**** Entries provided ****

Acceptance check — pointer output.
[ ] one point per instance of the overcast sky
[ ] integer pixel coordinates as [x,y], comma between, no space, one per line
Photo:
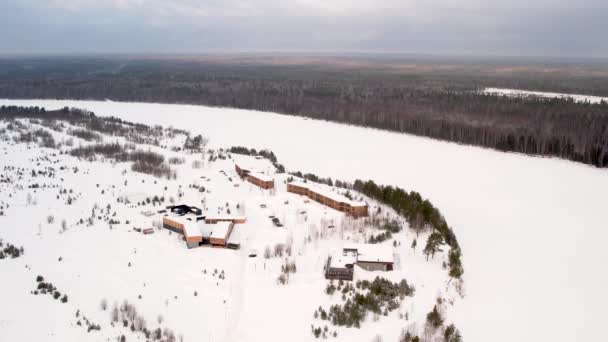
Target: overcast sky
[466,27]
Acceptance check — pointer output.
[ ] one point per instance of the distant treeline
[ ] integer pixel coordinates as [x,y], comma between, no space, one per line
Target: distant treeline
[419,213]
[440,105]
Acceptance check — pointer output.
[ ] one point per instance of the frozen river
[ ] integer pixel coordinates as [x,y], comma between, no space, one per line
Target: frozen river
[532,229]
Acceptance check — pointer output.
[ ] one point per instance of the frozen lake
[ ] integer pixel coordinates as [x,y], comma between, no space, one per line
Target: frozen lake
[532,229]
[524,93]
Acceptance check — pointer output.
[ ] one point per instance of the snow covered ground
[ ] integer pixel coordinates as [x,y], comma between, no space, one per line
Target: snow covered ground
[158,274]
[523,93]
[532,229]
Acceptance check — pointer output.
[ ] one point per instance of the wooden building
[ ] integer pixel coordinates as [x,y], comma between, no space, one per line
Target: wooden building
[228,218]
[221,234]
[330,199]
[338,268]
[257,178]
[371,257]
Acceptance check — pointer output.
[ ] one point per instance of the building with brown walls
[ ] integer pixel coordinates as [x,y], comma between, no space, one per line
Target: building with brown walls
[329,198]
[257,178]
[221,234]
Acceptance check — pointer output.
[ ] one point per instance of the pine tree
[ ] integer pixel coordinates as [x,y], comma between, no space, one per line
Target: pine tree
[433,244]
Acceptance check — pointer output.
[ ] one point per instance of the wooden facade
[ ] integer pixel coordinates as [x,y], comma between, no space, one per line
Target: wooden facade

****

■ **Work instructions**: Reproduce all of the rows above verbatim, but leave out the pictures.

■ **Task output**:
Acceptance check — pointer output.
[ ] one point per instance of the overcast sky
[ ] integer pixel coordinates as [x,y], comma between, no space, one per line
Photo:
Target: overcast sky
[466,27]
Acceptance check — pointer output.
[ ] one point per instance of the distant treeline
[ ] integer pixel coordinates as [x,y], comma between, no space, one per line
Target: distant treeline
[419,213]
[440,105]
Acceptance check — pointer output.
[ ] one point per instance of the frozen river
[ ] integer pixel coordinates as [x,y], comma between, no space, one per line
Target: frozen river
[532,229]
Acceptance check — pointer output.
[ ] one point per instance of the frozen lake
[ ] integer pixel coordinates as [x,y], comma between, no space, one per line
Target: frozen lake
[532,229]
[524,93]
Acceptance check — pointer output.
[ ] one point per instance of the snow covered ground
[ ] integer pixel coordinates as [x,y], comma between, no space, one per line
Target: snow covered ground
[158,274]
[523,93]
[532,229]
Acceptance check — pointer output.
[ ] one point per instance of the wooden building
[ ] integer pixel coordinates as [x,y], comma between, no space, one per line
Target: wooden building
[228,218]
[221,234]
[330,199]
[338,268]
[257,178]
[371,257]
Acceptance check — pointer output.
[ ] one point per instance of the building with brown walls
[ ] integer pixel coordinates as [x,y], comma between, no space, one per line
Target: building with brown walls
[329,198]
[257,178]
[221,234]
Acceptance check — pointer output.
[ ] one point per instance of the pine tree
[ ] integer pixel coordinates as [x,y], comma between, no space, one per line
Target: pine tree
[433,244]
Acceptance check — pointer output.
[ ] one point per instance of the wooden facade
[ ] integer pixel coordinates as [x,y], comma between, no space, one per line
Target: wooden facade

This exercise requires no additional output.